**Consigne 1**
Recopiez intégralement l'extrait sur le désencastrement de l'économie.

**Extrait**
▬▬▬▬▬▬▬▬▬▬

Il y a, pour utiliser le langage de Polanyi, un véritable « désencastrement » de l’économie. Dans toutes les sociétés humaines, à la seule exception de la société de marché, l’économie est pensée et pratiquée en tant qu’auxiliaire de la société, au service des relations sociales. A l’inverse, dans la société de marché, les relations que nous entretenons avec les marchandises prennent le pas sur les relations que nous entretenons avec les autres. Dans les sociétés traditionnelles[25] [25], la terre, le travail et l’argent ne sont pas considérés comme des marchandises – ces « biens » ne sont échangeables que sous des conditions très strictes. Dans la société marchande, tout est à vendre : la terre de nos ancêtres, la force de nos bras et l’intelligence de nos cerveaux – le fameux « capital humain » – et même l’argent.

▬▬▬▬▬▬▬▬▬▬

[Entrées enregistrées]
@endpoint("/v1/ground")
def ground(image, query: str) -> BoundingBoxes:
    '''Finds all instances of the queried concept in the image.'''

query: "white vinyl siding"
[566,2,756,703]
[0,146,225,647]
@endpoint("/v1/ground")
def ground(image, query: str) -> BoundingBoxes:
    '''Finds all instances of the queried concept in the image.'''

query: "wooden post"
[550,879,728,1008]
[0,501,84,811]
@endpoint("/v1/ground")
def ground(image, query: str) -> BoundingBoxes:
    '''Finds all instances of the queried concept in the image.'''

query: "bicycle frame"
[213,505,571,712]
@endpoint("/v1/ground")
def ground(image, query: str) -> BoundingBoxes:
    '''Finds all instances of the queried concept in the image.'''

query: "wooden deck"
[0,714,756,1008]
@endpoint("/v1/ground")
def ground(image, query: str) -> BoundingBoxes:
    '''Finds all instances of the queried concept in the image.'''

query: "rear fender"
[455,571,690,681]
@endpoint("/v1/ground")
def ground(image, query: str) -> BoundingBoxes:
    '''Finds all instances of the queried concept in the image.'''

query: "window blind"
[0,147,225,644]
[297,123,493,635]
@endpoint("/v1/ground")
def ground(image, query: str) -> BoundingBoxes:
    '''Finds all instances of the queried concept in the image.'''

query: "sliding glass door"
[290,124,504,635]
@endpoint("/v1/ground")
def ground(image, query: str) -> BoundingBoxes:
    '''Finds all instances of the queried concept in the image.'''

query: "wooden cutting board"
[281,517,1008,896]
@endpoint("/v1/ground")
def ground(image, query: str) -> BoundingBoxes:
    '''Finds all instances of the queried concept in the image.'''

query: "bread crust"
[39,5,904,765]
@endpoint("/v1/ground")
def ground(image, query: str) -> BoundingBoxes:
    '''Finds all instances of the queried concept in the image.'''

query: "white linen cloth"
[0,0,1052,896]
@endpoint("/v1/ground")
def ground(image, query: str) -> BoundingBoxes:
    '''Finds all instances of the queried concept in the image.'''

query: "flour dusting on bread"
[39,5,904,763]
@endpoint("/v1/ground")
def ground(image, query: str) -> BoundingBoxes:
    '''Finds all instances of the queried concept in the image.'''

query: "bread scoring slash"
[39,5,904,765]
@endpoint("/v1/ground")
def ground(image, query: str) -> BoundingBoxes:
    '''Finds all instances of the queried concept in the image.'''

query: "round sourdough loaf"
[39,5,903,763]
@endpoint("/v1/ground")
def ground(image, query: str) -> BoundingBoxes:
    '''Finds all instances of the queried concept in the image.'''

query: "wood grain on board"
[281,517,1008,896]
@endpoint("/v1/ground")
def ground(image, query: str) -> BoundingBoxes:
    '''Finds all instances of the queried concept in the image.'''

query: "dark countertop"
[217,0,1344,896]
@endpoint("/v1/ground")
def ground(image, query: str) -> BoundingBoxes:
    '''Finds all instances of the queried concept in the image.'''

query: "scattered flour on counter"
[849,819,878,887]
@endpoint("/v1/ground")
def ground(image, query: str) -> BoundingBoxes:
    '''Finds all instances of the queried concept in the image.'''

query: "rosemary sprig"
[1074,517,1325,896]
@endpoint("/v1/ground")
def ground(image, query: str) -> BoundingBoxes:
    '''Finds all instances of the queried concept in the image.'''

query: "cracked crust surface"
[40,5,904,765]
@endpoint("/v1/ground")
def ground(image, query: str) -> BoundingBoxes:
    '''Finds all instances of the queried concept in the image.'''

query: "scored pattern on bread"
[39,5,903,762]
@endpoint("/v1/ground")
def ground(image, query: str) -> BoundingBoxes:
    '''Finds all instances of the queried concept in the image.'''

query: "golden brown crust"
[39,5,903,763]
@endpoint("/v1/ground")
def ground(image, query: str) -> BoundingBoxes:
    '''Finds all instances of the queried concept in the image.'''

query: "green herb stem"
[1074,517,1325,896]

▬▬▬▬▬▬▬▬▬▬

**Consigne 2**
Déterminez combien de lignes des données ci-dessus contiennent la chaîne « crust », en respectant la casse. Répondez par le nombre seul.

**Résultat de l'exercice 1**
Il y a, pour utiliser le langage de Polanyi, un véritable « désencastrement » de l’économie. Dans toutes les sociétés humaines, à la seule exception de la société de marché, l’économie est pensée et pratiquée en tant qu’auxiliaire de la société, au service des relations sociales. A l’inverse, dans la société de marché, les relations que nous entretenons avec les marchandises prennent le pas sur les relations que nous entretenons avec les autres. Dans les sociétés traditionnelles[25] [25], la terre, le travail et l’argent ne sont pas considérés comme des marchandises – ces « biens » ne sont échangeables que sous des conditions très strictes. Dans la société marchande, tout est à vendre : la terre de nos ancêtres, la force de nos bras et l’intelligence de nos cerveaux – le fameux « capital humain » – et même l’argent.

**Résultat de l'exercice 2**
3